• _O que se pede_
1 – Responda com base no trecho:
(a) Em quais ocasiões se observou o vácuo na discussão das propostas socioambientais?
(b) Que evento teve a emergência climática global como tema de destaque durante seus preparativos?
(c) Quem produziu o Guia para Cidades Sustentáveis: eleições 2020?
2 – Informe apenas quantas linhas dos registros contêm a palavra "tissue", diferenciando maiúsculas de minúsculas.

• _Trecho_

○ ○ ○ ○ ○ ○ ○

Apesar dos planos de governo de ambos os candidatos tratarem, cada um a seu modo e com diferente profundidade, de propostas para as questões socioambientais da cidade, considera-se preocupante o vácuo observado em relação à discussão de tais propostas durante o debate e entrevista de segundo turno, mesmo ante as diversas evidências científicas sobre a importância desta temática, entre elas a de emergência climática global, tema de destaque e amplamente difundido durante os preparativos para a Cúpula do Clima 2020, e a disponibilização de manuais e instrumentos capazes de contribuir para a sua abordagem, como exemplo, o Guia para Cidades Sustentáveis: eleições 2020, produzido pelos pesquisadores do Centro de Síntese Cidades Globais do Instituto de Estudos Avançados da Universidade de São Paulo (IEA-USP).

○ ○ ○ ○ ○ ○ ○

• _Trechos dos registros_
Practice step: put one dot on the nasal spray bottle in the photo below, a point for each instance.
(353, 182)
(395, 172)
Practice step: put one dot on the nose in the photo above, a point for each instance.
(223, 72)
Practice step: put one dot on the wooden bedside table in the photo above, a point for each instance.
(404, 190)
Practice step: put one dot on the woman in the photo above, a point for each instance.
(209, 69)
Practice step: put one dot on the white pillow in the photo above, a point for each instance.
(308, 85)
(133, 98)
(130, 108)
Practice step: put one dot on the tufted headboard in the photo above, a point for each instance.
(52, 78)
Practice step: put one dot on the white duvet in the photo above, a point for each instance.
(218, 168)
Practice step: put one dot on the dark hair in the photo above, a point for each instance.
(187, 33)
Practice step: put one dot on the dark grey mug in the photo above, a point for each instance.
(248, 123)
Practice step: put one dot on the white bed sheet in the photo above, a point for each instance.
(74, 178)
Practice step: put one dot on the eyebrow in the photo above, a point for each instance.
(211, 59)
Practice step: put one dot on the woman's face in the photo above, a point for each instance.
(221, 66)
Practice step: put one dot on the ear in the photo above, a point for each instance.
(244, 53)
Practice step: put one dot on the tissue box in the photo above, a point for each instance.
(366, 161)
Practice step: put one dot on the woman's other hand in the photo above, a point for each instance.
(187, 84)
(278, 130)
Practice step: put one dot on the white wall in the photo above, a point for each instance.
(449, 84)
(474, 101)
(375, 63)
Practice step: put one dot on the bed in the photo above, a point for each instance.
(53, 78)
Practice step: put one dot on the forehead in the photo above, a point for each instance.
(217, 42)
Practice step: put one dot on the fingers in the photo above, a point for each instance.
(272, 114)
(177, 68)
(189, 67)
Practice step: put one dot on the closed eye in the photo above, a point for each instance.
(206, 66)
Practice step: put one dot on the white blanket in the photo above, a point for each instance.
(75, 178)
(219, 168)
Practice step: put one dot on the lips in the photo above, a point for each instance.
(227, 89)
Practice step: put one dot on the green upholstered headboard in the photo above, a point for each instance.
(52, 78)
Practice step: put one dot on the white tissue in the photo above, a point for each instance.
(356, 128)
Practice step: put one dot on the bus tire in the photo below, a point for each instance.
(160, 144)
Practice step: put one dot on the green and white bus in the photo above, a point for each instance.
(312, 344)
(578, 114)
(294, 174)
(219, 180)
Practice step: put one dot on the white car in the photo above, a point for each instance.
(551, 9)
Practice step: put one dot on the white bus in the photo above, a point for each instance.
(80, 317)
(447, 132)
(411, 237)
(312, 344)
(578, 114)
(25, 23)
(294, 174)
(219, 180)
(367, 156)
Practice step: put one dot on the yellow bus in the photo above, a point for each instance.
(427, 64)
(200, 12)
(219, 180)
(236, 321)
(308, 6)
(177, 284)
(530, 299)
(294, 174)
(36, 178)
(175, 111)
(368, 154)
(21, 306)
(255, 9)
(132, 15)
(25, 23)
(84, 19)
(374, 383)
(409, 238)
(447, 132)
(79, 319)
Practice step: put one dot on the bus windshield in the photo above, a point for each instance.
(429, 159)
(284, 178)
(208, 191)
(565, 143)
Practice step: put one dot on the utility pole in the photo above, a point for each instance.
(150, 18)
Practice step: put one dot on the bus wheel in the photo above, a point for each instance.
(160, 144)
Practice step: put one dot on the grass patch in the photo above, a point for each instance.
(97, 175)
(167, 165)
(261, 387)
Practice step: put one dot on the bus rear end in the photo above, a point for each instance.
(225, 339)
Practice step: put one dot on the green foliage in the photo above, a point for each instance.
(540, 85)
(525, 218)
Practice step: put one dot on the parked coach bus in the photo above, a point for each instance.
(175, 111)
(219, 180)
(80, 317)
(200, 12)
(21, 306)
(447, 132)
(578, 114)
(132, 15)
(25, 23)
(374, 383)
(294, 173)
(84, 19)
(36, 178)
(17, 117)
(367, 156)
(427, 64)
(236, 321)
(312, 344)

○ ○ ○ ○ ○ ○ ○

• _Respostas completas_
1 –
(a) Durante o debate e a entrevista de segundo turno.
(b) A Cúpula do Clima 2020.
(c) Os pesquisadores do Centro de Síntese Cidades Globais do Instituto de Estudos Avançados da Universidade de São Paulo (IEA-USP).

2 – 2